> **Amaç A**: Locke'un bilgi anlayışını ele alan metinden "İlişki söz konusu" ile başlayıp "şeyin bilgisini veremezler." ile biten kısmı aynen yazınız.
> **Amaç B**: Locke'un bilgi anlayışını ele alan metni, son cümlesinden sonra gelecek biçimde sürdürünüz.

Locke bu dört bilgi türüne ek olarak, insan için bu bilgi türlerine sahip olmanın üç farklı yolunun bulunduğunu söyler; bunlar sırasıyla sezgi, kanıtlama ve duyumdur. Bilgimizin kapsamı söz konusu olduğunda, Locke gerçek bilgiye sezgi ya da kanıtlama yoluyla ulaşildığına inandığı ve kanıtlama ya da sezginin kendilerine dayandığı idelere birtakım sınırlamalar getirdiği için, bilgimizin kapsamının oldukça sınırlı olduğunu savunmak durumunda kalmıştır. Özdeslik ya da farklılık bağıntısı söz konusu olduğunda, Locke'a göre, bizim tüm açık idelerimizin kendi kendileriyle aynı ve başka idelerden farklı olduklarına ilişkin olarak sezgisel bilgimiz vardır.
İlişki söz konusu olduğunda ise, burası bilgimizin çok büyük bir parçasını meydana getirmekle birlikte, bu bilgi de idelerin birbirleriyle olan ilişkileriyle ilgili kanıtlamalarla sınırlanmıştır. İdeler arasındaki karşilıklı bağıntılara ve içerme ilişkilerine dayanan bu bilgi, yalnızca kavramsal bir bilgidir. Bu alandaki doğrular matematiğin doğrularıyla, günümüzde analitik olarak doğru olduğunu söylediğimiz önermelerden oluşur. Ancak bu doğrular, yalnızca idelerimiz arasındaki ilişkilerle ilgili olan doğrular olduğu için, bize hiçbir zaman idelerimizden bağımsız olarak varolan bir şeyin bilgisini veremezler.

İdelerimizin birlikte varoluşu ya da idelerimiz arasındaki zorunlu bağıntıya gelince, Locke bilgimizin kapsamının burada daha da daraldığını savunur. Biz, birçok basit idenin birlikte ortaya çiktigini, belirli bir türden olan kompleks bir şeye ilişkin idemizin belirli basit idelerden oluşan bir toplamı içerdiğini gözlemleyebiliriz, fakat bu idelerin zorunlu olarak birbirlerine bağlanıp bağlanmadığını bilemeyiz. Locke'a göre, ikincil bir nitelikle söz konusu niteliğin kendilerine bağlı olduğu birincil nitelikler arasında, insan tarafından keşfedilebilir olan zorunlu bir bağlantı yoktur. Biz bir nesnenin şeklinden ve ebatlarından yola çikarak, onun belli bir renge ya da tada sahip olduğunu hiçbir zaman söyleyemeyiz.

> **Verilen malzeme**:
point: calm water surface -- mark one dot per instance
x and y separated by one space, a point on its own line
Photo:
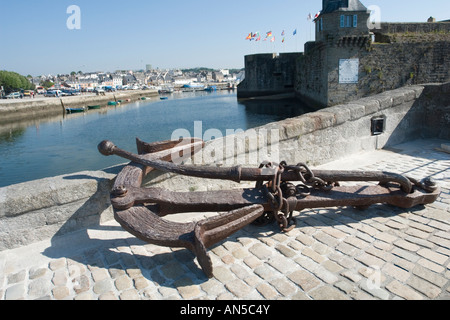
62 145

> **Yazılı yanıt A**:
İlişki söz konusu olduğunda ise, burası bilgimizin çok büyük bir parçasını meydana getirmekle birlikte, bu bilgi de idelerin birbirleriyle olan ilişkileriyle ilgili kanıtlamalarla sınırlanmıştır. İdeler arasındaki karşilıklı bağıntılara ve içerme ilişkilerine dayanan bu bilgi, yalnızca kavramsal bir bilgidir. Bu alandaki doğrular matematiğin doğrularıyla, günümüzde analitik olarak doğru olduğunu söylediğimiz önermelerden oluşur. Ancak bu doğrular, yalnızca idelerimiz arasındaki ilişkilerle ilgili olan doğrular olduğu için, bize hiçbir zaman idelerimizden bağımsız olarak varolan bir şeyin bilgisini veremezler.

> **Yazılı yanıt B**:
İdelerimizin birlikte varoluşu ya da idelerimiz arasındaki zorunlu bağlantıya ilişkin bilgimiz deneyimin kapsamına bağlı olduğundan, idelerimiz arasındaki zorunlu bağlantıları saptarken, sezgi yoluyla da kanıtlama yoluyla da pek ilerilere gidemeyiz. Ve doğa bilimlerinin genel önermeleri farklı ideleri birbirlerine bağladıkları için, gerçek anlamda genel bir bilgi olmanın çok uzağında kalır. Zira, bu bilimlerin birbirine bağladığı ideler arasında zorunlu bir bağıntının olup olmadığı, sezgi yoluyla da kanıtlama yoluyla da kavranamaz.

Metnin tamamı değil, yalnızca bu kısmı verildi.